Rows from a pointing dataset
----------

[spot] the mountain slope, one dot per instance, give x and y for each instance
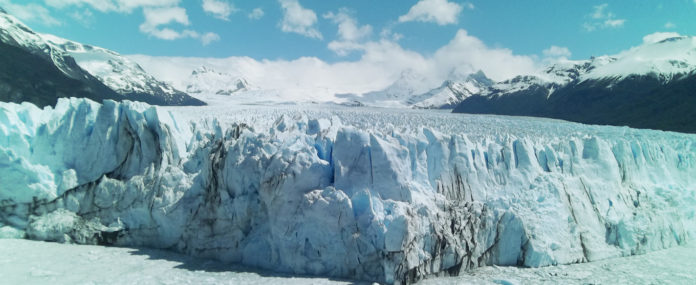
(205, 80)
(33, 63)
(650, 86)
(413, 90)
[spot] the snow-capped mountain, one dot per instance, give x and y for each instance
(451, 92)
(83, 63)
(414, 90)
(648, 86)
(205, 80)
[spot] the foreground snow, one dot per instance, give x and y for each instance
(31, 262)
(379, 195)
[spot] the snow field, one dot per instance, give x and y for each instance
(370, 194)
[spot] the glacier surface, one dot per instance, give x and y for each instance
(370, 194)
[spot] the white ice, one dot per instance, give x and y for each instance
(371, 194)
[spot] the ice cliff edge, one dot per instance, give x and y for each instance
(317, 196)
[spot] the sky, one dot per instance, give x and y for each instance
(501, 37)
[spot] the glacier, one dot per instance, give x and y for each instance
(367, 194)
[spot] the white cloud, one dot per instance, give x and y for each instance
(159, 15)
(441, 12)
(256, 14)
(602, 18)
(380, 64)
(556, 51)
(32, 12)
(209, 37)
(297, 19)
(555, 54)
(123, 6)
(155, 18)
(349, 34)
(219, 9)
(85, 16)
(659, 36)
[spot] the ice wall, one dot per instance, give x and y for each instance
(317, 196)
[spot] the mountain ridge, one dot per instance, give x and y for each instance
(103, 74)
(649, 86)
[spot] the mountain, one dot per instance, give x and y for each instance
(413, 90)
(649, 86)
(205, 80)
(451, 92)
(40, 68)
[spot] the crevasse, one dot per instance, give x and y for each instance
(314, 195)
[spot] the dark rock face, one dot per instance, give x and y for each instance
(34, 70)
(636, 101)
(26, 77)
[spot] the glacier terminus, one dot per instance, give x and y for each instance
(359, 193)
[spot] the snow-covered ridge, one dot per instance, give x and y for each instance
(118, 73)
(413, 90)
(667, 60)
(369, 195)
(205, 80)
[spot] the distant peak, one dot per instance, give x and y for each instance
(202, 69)
(480, 77)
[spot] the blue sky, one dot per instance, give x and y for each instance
(585, 28)
(359, 44)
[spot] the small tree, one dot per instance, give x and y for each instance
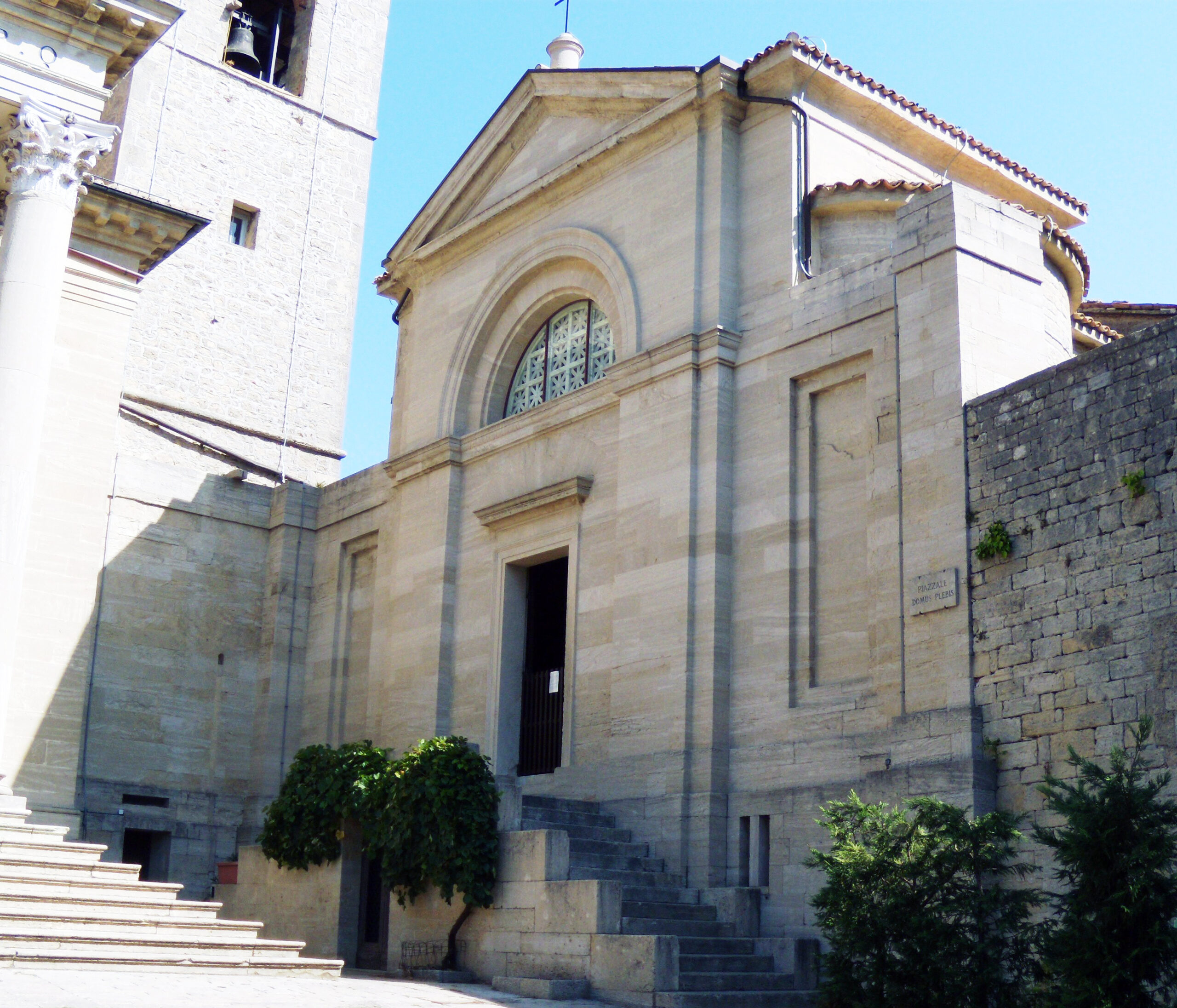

----------

*Goal*:
Reproduce all of the material above word for word, omitting the pictures.

*Worked answer*:
[spot] the mountain slope, one dot per instance, give x and y for each instance
(205, 80)
(33, 63)
(650, 86)
(413, 90)
[spot] the snow-capped mountain, one dot per instance, give x and y for each instance
(451, 92)
(83, 63)
(414, 90)
(648, 86)
(205, 80)
[spot] the foreground snow, one dot per instance, give x and y for each instance
(31, 262)
(379, 195)
[spot] the snow field, one dot per instance, give x and y for each instance
(370, 194)
[spot] the glacier surface, one dot per instance, give x and y for each instance
(370, 194)
[spot] the white ice, one dot per instance, give x and y for each instance
(371, 194)
[spot] the ice cliff edge, one dot per instance, give x and y for each instance
(317, 196)
[spot] the sky, one dot per instance, give x and y for each instance
(501, 37)
[spot] the glacier, one dot per instance, give x and y for each instance
(367, 194)
[spot] the white cloud, one dot per instance, give x and y for each instance
(159, 15)
(441, 12)
(256, 14)
(602, 18)
(380, 64)
(556, 51)
(32, 12)
(209, 37)
(297, 19)
(555, 54)
(123, 6)
(155, 18)
(349, 34)
(219, 9)
(85, 16)
(659, 36)
[spot] the ice wall, one dot per instance, give x and y for each instance
(317, 196)
[spot] the mountain ridge, one dot per instance, give x and y for each instance
(103, 74)
(649, 86)
[spot] the mountain, one dot per instance, give x and y for each instance
(413, 90)
(649, 86)
(205, 80)
(451, 92)
(40, 68)
[spot] the crevasse, one dot per instance, give x and y for each instance
(314, 195)
[spot] the dark rock face, one dot per instance, give x and y for each instance
(34, 70)
(636, 101)
(26, 77)
[spot] the glacier terminus, one dot per instance, give x and y for each instance
(359, 193)
[spot] the snow-covered ridge, one dot per instance, give x and y for each instance
(118, 73)
(413, 90)
(667, 60)
(369, 195)
(205, 80)
[spot] the distant peak, one dot per instance, give x and y for each instance
(202, 69)
(480, 77)
[spot] the blue sky, one dot per instance, give x and y for each instance
(585, 28)
(359, 44)
[spot] the small tree, one dot per instance, give x and y for each instance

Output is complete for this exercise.